# INFORMATION GIVEN:
++++++++++++++++++++

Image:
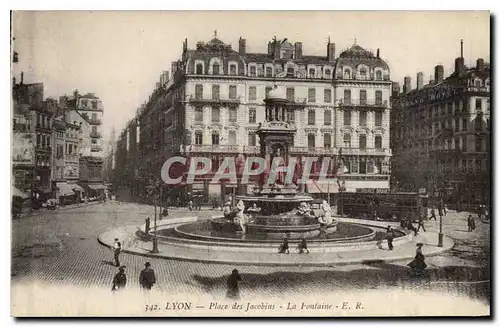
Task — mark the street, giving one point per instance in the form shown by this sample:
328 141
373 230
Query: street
61 247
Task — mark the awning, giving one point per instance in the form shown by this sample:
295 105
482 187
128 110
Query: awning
322 187
64 189
76 187
97 186
17 192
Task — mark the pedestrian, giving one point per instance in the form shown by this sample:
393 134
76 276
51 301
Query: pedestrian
284 246
389 235
418 264
120 279
233 290
433 215
117 248
303 246
148 226
147 277
421 223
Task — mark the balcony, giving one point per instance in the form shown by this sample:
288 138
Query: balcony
373 104
214 100
95 148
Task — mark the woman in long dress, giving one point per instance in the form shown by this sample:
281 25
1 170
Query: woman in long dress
418 264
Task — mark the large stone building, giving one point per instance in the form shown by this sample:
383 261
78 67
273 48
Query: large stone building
214 101
441 132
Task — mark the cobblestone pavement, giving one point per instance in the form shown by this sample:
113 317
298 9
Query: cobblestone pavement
61 247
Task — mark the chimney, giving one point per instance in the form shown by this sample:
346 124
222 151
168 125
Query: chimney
330 51
298 50
420 80
407 85
480 64
439 73
242 46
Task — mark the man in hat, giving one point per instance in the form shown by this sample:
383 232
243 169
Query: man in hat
120 279
147 277
117 248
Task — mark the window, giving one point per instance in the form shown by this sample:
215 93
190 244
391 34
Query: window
362 73
362 97
198 114
378 98
215 92
198 91
215 138
327 140
347 96
232 69
290 94
215 114
347 74
362 142
347 140
328 117
269 72
328 96
479 144
252 93
311 117
232 92
479 103
252 115
252 139
362 118
268 89
378 119
216 69
378 142
311 95
199 69
233 115
231 137
311 140
347 118
253 71
198 138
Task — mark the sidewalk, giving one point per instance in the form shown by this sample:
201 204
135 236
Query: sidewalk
214 254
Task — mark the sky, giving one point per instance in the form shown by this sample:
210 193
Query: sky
119 55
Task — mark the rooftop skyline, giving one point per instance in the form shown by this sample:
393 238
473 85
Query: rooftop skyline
119 56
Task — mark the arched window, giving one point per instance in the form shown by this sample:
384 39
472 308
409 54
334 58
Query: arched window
347 74
198 138
199 69
269 72
215 138
216 69
232 69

++++++++++++++++++++

# INSTRUCTION:
Reproduce every item above verbatim, leaving out the pictures.

# COMPLETED EXERCISE:
Image:
Task — mark the street, giving one point per instance in the form shown by this sample:
328 141
373 230
Query: street
61 247
Task — mark the awning, giving one point per instance in the form shown by this sample:
295 105
482 187
128 110
Query: awning
322 187
64 189
76 187
97 186
17 192
Task — mark the pedestrian, giving one point per instance in the form shown by this sample:
393 134
76 276
51 301
Query: pedestrian
284 246
389 235
418 264
120 279
233 290
433 215
117 248
303 246
148 226
147 277
421 223
Task — mark the balcony, giving one point per instance in the form shown by this sample:
288 138
Query: balcony
373 104
214 100
95 148
Task — mark the woman in long dress, giving one point per instance in the form shown by this sample:
281 25
1 170
Query: woman in long dress
418 264
Task — mark the large stone building, giving one point per instance in the form shown by this sample:
383 261
78 67
273 48
Query: large stone building
214 101
441 132
Task — mark the cobblestone pavement, giving one point per instance in the form shown by this sample:
113 317
298 9
Query: cobblestone pavement
61 247
Task — mark the chimney, giving one point per instance in the form shown by this sample:
346 124
222 151
168 125
Query: chimney
330 51
298 50
420 80
407 85
480 64
439 73
242 46
Task — mark the man in hat, giving one point per instance in the form shown by this sample:
383 232
243 169
Query: man in hat
120 279
147 277
117 248
Task — mark the window, giving one point per instance in the form shown by this sample:
215 93
190 244
391 34
Query: window
362 73
362 97
198 114
378 98
215 92
198 91
215 138
327 140
347 96
232 69
290 94
215 114
347 74
362 142
347 140
328 117
269 72
328 96
479 144
252 93
311 117
232 92
479 103
252 115
252 139
362 118
268 89
378 119
216 69
378 142
311 95
199 69
233 115
231 137
311 140
347 118
253 71
198 138
Task — mark the sidewalk, giving one point per instance in the form shown by this sample:
201 204
135 236
Query: sidewalk
214 254
Task — mark the sky, giving one point per instance in the form shown by this sample:
210 193
Query: sky
119 55
Task — mark the rooftop skyline, giving one point per instance in the form shown by this sample:
393 238
473 85
Query: rooftop skyline
119 56
Task — mark the arched window, giving one point per instance in the form shown by this sample:
384 39
472 308
409 54
334 58
Query: arched window
347 74
198 138
199 69
269 72
215 138
216 69
232 69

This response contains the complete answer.